((

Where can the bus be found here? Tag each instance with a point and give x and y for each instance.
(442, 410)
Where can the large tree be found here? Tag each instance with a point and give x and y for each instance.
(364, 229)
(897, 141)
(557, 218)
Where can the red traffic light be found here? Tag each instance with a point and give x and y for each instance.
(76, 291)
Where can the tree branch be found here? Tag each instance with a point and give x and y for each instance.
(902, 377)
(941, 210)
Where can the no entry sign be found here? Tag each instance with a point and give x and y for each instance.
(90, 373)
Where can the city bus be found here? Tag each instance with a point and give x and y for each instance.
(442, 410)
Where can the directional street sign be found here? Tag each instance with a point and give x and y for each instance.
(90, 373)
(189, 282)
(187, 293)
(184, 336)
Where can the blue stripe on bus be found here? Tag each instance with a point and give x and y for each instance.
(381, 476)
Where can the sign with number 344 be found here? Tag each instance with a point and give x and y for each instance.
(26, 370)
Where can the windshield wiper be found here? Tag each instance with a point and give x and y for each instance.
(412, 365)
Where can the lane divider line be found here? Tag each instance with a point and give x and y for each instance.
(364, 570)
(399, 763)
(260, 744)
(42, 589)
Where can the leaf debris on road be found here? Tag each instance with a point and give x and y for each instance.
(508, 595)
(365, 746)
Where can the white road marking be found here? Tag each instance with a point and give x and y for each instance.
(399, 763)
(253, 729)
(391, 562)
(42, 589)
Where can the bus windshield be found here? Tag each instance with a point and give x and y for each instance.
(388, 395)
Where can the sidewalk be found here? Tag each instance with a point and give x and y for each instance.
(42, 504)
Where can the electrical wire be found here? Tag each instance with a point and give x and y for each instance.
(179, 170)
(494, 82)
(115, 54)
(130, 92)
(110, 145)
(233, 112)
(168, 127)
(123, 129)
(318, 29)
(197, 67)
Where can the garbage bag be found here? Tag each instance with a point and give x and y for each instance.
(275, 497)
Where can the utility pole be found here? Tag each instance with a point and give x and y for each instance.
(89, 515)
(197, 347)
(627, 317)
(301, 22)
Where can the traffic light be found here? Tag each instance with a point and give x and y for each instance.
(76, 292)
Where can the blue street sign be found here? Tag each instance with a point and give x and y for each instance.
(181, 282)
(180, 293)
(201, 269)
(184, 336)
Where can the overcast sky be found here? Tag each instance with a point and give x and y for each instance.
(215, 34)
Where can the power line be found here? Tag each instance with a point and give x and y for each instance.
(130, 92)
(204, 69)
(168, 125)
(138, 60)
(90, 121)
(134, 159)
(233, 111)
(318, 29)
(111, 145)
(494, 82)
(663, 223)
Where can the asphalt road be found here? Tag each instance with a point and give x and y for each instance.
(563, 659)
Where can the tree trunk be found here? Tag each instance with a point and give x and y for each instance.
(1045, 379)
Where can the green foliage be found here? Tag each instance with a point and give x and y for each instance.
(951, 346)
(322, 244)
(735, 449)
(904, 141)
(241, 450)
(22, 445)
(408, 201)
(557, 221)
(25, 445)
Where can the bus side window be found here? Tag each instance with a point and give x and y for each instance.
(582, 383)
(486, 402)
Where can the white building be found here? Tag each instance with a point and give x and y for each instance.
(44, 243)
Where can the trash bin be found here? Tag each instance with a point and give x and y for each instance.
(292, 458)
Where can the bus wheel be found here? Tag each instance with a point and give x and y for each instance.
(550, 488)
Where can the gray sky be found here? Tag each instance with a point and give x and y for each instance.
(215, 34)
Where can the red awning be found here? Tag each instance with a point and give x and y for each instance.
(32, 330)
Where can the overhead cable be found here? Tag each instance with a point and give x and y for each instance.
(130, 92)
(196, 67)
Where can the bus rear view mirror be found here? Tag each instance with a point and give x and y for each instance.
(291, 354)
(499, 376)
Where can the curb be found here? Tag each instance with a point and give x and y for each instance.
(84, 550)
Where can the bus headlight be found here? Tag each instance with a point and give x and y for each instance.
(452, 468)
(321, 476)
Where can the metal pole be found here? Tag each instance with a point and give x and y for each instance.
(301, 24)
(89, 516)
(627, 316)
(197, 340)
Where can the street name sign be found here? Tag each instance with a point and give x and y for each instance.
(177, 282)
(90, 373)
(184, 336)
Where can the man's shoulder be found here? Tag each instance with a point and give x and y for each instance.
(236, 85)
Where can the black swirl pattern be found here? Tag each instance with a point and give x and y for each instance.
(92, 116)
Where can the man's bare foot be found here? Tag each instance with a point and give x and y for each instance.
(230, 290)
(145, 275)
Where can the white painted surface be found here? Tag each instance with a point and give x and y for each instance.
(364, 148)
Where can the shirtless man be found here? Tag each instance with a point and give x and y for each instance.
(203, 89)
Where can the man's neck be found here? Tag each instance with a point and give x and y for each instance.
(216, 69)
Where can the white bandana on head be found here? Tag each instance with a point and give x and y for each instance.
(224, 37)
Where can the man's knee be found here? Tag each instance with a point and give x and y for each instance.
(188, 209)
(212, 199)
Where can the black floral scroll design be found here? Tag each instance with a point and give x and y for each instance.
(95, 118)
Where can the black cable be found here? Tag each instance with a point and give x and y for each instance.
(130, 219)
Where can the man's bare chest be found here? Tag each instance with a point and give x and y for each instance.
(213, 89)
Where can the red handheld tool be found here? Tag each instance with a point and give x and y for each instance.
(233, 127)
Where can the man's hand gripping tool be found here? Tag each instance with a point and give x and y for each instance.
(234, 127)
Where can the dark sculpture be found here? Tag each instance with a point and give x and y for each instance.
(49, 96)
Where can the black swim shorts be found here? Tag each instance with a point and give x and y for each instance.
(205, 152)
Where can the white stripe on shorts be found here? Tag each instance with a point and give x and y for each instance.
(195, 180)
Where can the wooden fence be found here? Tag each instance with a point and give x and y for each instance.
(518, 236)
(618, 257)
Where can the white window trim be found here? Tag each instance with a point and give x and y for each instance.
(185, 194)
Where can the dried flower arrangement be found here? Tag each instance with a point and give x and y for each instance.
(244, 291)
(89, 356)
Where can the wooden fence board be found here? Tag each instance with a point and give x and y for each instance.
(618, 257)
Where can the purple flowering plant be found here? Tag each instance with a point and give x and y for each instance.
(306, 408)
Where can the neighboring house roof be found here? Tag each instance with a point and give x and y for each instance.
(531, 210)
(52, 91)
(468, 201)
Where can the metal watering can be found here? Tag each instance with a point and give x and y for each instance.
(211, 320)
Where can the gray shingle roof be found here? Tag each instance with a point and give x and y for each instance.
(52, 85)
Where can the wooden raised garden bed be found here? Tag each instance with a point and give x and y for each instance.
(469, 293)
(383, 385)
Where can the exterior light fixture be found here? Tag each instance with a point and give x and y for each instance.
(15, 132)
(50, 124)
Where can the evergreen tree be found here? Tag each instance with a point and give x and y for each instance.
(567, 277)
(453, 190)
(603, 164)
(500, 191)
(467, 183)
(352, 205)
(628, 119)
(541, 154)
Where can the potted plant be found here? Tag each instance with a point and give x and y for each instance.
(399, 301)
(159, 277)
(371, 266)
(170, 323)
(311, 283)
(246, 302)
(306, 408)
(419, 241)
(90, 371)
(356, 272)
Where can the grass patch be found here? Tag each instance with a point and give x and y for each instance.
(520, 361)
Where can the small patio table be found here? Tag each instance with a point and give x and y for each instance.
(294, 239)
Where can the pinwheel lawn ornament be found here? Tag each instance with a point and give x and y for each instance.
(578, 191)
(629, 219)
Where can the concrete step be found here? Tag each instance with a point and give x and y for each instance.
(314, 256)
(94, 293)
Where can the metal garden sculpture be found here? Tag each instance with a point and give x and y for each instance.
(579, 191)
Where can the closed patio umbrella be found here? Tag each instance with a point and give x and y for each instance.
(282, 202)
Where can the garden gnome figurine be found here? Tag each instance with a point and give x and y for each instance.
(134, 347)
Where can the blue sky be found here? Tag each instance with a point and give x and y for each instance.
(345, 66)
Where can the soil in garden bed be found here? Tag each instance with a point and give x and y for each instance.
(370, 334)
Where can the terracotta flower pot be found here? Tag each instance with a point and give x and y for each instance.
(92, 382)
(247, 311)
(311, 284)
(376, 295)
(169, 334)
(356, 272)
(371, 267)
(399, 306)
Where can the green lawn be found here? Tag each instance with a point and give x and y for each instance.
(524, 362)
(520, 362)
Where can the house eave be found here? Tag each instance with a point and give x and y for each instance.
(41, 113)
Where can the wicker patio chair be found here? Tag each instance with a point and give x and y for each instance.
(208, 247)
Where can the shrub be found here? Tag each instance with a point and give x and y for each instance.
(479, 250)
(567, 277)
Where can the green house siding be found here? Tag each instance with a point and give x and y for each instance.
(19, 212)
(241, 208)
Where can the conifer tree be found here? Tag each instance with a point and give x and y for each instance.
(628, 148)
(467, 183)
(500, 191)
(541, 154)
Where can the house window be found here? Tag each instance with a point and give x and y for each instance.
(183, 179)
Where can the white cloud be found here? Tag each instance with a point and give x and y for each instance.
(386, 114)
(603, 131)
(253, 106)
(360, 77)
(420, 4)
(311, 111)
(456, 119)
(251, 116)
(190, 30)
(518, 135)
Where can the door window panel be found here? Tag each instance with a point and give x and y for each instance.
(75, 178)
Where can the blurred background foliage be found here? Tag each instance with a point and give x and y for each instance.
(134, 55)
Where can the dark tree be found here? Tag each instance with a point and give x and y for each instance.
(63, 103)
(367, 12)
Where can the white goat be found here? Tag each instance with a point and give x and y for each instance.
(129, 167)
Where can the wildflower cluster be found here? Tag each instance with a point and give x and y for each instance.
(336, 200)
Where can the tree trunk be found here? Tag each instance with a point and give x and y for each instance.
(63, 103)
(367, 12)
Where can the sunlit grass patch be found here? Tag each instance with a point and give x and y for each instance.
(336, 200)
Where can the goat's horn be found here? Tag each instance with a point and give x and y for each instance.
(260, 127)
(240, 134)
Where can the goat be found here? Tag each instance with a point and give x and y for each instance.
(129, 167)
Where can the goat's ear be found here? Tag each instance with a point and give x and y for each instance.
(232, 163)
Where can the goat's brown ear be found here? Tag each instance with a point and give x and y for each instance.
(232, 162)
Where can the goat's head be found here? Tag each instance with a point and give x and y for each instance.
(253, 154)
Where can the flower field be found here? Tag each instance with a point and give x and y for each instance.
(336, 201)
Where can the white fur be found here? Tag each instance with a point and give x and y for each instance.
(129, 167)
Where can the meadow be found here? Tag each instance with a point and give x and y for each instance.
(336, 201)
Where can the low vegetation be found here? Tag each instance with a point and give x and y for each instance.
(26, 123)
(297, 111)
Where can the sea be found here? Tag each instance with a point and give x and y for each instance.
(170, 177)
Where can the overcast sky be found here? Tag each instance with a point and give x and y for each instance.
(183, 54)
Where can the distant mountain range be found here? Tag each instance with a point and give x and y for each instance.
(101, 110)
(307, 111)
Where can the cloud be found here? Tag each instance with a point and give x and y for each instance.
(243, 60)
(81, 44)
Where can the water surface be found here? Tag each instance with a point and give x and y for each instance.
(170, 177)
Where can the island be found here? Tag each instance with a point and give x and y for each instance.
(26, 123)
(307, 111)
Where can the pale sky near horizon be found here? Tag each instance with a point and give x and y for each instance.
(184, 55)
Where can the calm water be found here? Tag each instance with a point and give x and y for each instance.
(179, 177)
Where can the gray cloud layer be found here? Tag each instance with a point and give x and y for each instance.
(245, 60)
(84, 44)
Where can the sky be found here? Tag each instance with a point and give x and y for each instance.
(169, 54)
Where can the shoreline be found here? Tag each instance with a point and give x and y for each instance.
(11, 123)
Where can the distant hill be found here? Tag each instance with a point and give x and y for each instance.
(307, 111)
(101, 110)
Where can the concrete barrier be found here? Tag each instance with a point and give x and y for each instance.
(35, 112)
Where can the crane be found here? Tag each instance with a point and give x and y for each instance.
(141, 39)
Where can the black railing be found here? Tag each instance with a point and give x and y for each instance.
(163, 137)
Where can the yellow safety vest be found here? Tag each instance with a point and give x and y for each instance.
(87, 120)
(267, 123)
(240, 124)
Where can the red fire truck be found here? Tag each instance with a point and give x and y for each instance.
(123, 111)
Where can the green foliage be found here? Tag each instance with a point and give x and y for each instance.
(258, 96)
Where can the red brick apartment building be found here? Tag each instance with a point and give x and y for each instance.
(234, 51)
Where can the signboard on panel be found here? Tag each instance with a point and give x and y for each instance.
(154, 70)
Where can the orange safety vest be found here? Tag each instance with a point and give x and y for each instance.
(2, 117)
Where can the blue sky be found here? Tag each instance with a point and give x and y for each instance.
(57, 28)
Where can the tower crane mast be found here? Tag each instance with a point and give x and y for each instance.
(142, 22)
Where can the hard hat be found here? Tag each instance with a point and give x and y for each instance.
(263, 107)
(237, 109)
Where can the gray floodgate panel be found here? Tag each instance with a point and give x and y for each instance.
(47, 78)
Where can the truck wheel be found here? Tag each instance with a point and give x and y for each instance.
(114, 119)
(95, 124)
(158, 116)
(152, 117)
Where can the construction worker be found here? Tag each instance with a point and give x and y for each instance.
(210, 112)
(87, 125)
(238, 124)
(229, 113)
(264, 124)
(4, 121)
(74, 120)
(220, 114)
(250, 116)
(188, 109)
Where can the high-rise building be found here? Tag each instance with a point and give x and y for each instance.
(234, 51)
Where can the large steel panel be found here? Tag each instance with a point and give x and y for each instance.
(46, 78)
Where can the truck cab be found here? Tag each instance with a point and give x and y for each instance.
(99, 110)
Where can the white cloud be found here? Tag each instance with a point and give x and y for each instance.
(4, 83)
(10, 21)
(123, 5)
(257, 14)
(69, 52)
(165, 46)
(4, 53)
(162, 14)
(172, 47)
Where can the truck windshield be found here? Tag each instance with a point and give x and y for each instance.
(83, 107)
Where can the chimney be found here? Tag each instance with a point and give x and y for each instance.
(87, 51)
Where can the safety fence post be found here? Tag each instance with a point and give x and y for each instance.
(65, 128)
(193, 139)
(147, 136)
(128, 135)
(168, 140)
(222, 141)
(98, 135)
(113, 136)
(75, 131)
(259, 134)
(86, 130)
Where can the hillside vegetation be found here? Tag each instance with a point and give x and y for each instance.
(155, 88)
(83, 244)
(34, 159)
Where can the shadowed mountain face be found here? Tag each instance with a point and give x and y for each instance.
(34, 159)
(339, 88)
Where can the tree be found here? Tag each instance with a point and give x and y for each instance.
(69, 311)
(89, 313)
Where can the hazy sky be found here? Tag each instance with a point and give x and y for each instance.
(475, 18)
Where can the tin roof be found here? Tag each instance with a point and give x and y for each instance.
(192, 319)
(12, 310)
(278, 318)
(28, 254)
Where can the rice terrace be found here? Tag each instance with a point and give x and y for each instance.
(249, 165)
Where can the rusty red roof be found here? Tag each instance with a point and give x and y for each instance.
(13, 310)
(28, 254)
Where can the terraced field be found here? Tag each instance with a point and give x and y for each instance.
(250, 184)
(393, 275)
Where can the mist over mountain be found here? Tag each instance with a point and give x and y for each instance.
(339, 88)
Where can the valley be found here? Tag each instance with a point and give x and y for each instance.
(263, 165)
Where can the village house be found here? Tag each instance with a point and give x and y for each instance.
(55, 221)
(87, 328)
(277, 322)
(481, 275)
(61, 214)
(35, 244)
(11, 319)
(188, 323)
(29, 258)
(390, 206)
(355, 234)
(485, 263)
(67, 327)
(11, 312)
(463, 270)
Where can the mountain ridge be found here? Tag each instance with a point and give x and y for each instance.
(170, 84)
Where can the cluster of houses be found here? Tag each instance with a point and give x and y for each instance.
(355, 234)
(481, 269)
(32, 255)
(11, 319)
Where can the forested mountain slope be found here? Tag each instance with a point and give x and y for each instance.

))

## ACTIVITY
The lines to reproduce run from the line containing "Where can the cluster" to the end of the listing; write them out exactly and add nothing.

## RESULT OF THIS EXERCISE
Where can the cluster of houses be found here? Tag each instance with a point and give x and y for each instance.
(355, 234)
(481, 269)
(32, 255)
(11, 319)
Where can the forested mountain slope be found here? Tag each instance with a point and give x and y for each instance.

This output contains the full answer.